# WHAT IS ASKED
Each entry below must be repeated word for word.

# EXCERPTED RECORDS
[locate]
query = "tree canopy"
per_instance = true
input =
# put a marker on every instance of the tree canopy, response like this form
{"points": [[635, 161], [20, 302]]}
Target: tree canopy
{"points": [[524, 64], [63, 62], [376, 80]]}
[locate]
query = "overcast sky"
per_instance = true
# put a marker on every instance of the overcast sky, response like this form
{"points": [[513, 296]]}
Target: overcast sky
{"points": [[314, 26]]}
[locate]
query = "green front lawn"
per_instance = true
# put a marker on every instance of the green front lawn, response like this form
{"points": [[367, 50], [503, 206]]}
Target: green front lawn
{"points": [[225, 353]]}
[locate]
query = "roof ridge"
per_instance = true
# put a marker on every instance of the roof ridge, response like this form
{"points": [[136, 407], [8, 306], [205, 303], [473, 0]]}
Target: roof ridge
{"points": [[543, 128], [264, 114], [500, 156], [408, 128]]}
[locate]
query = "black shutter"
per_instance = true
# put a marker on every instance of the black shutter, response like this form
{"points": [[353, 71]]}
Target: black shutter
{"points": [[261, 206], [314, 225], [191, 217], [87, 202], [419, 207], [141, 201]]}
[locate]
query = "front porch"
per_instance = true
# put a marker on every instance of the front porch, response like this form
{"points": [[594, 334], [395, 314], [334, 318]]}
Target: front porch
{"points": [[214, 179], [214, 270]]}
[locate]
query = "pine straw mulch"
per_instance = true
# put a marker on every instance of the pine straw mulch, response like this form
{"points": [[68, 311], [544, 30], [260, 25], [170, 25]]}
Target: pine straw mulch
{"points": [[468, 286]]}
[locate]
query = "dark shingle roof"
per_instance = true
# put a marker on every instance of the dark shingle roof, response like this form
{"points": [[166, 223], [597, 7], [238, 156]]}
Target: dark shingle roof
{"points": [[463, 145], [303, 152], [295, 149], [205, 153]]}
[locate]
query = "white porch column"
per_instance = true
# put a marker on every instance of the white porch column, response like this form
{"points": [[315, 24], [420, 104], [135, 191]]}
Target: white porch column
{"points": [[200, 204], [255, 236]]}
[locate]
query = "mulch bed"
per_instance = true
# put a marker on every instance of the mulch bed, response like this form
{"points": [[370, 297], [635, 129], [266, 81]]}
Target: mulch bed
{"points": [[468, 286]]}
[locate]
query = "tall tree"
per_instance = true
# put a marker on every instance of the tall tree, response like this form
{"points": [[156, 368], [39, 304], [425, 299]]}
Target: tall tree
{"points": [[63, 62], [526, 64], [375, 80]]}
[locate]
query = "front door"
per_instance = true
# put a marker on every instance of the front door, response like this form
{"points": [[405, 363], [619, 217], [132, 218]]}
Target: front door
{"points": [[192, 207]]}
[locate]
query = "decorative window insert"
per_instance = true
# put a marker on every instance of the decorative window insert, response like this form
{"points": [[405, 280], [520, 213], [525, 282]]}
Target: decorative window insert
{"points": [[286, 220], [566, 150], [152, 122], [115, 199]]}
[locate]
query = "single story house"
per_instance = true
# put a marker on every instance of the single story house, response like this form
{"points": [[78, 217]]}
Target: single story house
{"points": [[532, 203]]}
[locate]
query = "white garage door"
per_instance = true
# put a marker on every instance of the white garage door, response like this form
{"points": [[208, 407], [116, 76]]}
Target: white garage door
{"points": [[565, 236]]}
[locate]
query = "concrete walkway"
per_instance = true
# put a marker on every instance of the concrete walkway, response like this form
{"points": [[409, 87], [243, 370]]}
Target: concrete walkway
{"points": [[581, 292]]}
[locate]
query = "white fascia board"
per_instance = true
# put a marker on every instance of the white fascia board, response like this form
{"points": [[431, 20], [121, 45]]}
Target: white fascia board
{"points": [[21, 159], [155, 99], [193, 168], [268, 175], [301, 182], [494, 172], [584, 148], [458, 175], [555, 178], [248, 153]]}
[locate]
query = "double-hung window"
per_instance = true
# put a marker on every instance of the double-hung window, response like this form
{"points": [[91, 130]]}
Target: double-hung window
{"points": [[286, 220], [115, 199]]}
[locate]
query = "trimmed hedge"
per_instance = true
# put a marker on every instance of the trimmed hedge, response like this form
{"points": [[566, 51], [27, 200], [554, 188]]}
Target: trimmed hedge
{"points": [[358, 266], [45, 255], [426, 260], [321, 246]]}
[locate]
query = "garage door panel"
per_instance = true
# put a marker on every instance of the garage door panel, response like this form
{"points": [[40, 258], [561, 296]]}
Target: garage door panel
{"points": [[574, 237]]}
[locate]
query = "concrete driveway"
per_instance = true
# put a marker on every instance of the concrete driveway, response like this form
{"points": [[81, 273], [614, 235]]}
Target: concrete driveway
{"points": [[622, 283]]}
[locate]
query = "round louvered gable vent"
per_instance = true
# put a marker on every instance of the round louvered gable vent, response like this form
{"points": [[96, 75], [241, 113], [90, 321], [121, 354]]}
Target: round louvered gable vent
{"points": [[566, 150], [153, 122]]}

# EXERCISE OUTPUT
[locate]
query = "tree canopy"
per_instance = true
input =
# put a marker on every instance of the tree canopy, response like this form
{"points": [[635, 161], [20, 302]]}
Target: tree canopy
{"points": [[524, 64], [63, 62], [376, 80]]}
[locate]
query = "overcast sky"
per_instance = true
# put a marker on every instance of the overcast sky, response like this form
{"points": [[513, 296]]}
Target: overcast sky
{"points": [[314, 26]]}
[locate]
query = "green front lawn"
per_instance = true
# put a marker on every instance of the green front lawn, response like this form
{"points": [[367, 50], [503, 206]]}
Target: green front lawn
{"points": [[225, 353]]}
[locate]
query = "roof ridge"
per_instance = true
# put a marker on every instance of the roof ridge, response like this form
{"points": [[136, 407], [8, 306], [205, 303], [473, 0]]}
Target: roof ridge
{"points": [[543, 128], [264, 114], [500, 156], [408, 128]]}
[locate]
query = "black shutter"
per_instance = true
# put a marker on every instance of the black shutter, response like this form
{"points": [[353, 71]]}
Target: black shutter
{"points": [[261, 206], [314, 225], [191, 217], [87, 202], [419, 207], [141, 201]]}
[locate]
query = "front porch"
per_instance = true
# put a marker on every instance of the front porch, response like this form
{"points": [[594, 334], [395, 314], [334, 318]]}
Target: front porch
{"points": [[214, 179], [214, 270]]}
[locate]
query = "pine straw mulch"
per_instance = true
# put a marker on every instance of the pine straw mulch, response like this form
{"points": [[68, 311], [544, 30], [260, 25], [170, 25]]}
Target: pine straw mulch
{"points": [[468, 286]]}
[locate]
query = "dark shingle roof"
per_instance = true
# put a marker on every instance of the dark shingle roof, response like this form
{"points": [[166, 223], [597, 7], [238, 156]]}
Target: dark shingle roof
{"points": [[463, 145], [303, 152], [295, 149], [205, 153]]}
[locate]
query = "white porch column"
per_instance = true
# put a marker on every instance of the white porch column, response like this form
{"points": [[315, 24], [420, 104], [135, 191]]}
Target: white porch column
{"points": [[200, 204], [255, 236]]}
[locate]
query = "mulch bed"
per_instance = true
# put a marker on every instance of the mulch bed, response like this form
{"points": [[370, 297], [635, 129], [266, 81]]}
Target: mulch bed
{"points": [[468, 286]]}
[locate]
query = "tall tree"
per_instance = true
# put a marker on every instance of the tall tree, response like this form
{"points": [[156, 368], [39, 304], [425, 299]]}
Target: tall tree
{"points": [[63, 62], [526, 64], [375, 80]]}
[locate]
query = "front door"
per_instance = true
# put a marker on every instance of the front door, response like this form
{"points": [[405, 363], [619, 217], [132, 218]]}
Target: front door
{"points": [[192, 207]]}
[locate]
query = "decorative window insert"
per_instance = true
# put a marker on every instance of the decorative window insert, response like this form
{"points": [[405, 280], [520, 213], [525, 282]]}
Target: decorative window insert
{"points": [[286, 220], [566, 150], [152, 122], [115, 199]]}
[locate]
query = "single story house"
per_instance = true
# put a marker on every instance of the single story house, response like this form
{"points": [[78, 217]]}
Target: single story house
{"points": [[532, 203]]}
[locate]
query = "white garage door"
per_instance = true
# put a marker on every instance of the white garage door, response like this form
{"points": [[208, 407], [116, 76]]}
Target: white garage door
{"points": [[565, 236]]}
[locate]
query = "concrete walkway"
per_instance = true
# put a marker on every instance of the concrete walkway, response like this form
{"points": [[409, 87], [243, 370]]}
Target: concrete walkway
{"points": [[581, 292]]}
[locate]
query = "white fascia board"
per_instance = true
# put a marker on every instance of the white fascia board, response like this form
{"points": [[431, 20], [121, 45]]}
Target: white fascia board
{"points": [[21, 159], [155, 99], [193, 168], [268, 175], [301, 182], [494, 172], [584, 148], [458, 175], [555, 178], [248, 153]]}
[locate]
query = "double-hung window"
per_instance = true
# put a marker on every instance of the double-hung window, response like this form
{"points": [[91, 130]]}
Target: double-hung window
{"points": [[286, 220], [115, 199]]}
[locate]
query = "trimmed hedge"
per_instance = true
# put a marker on every instance of the trimmed hedge, response like this form
{"points": [[566, 51], [27, 200], [554, 188]]}
Target: trimmed hedge
{"points": [[358, 266], [45, 255], [426, 260], [321, 246]]}
[locate]
query = "garage door panel"
per_instance = true
# put a marker on every instance of the garage door panel, response like this form
{"points": [[40, 258], [561, 296]]}
Target: garage door panel
{"points": [[574, 237]]}
[locate]
query = "concrete driveway"
per_instance = true
# put a marker on every instance of the concrete driveway, response like this form
{"points": [[81, 273], [614, 235]]}
Target: concrete driveway
{"points": [[622, 283]]}
[locate]
query = "round louvered gable vent"
per_instance = true
# put a marker on every instance of the round louvered gable vent, response like this form
{"points": [[96, 75], [241, 113], [90, 321], [121, 354]]}
Target: round louvered gable vent
{"points": [[566, 150], [153, 122]]}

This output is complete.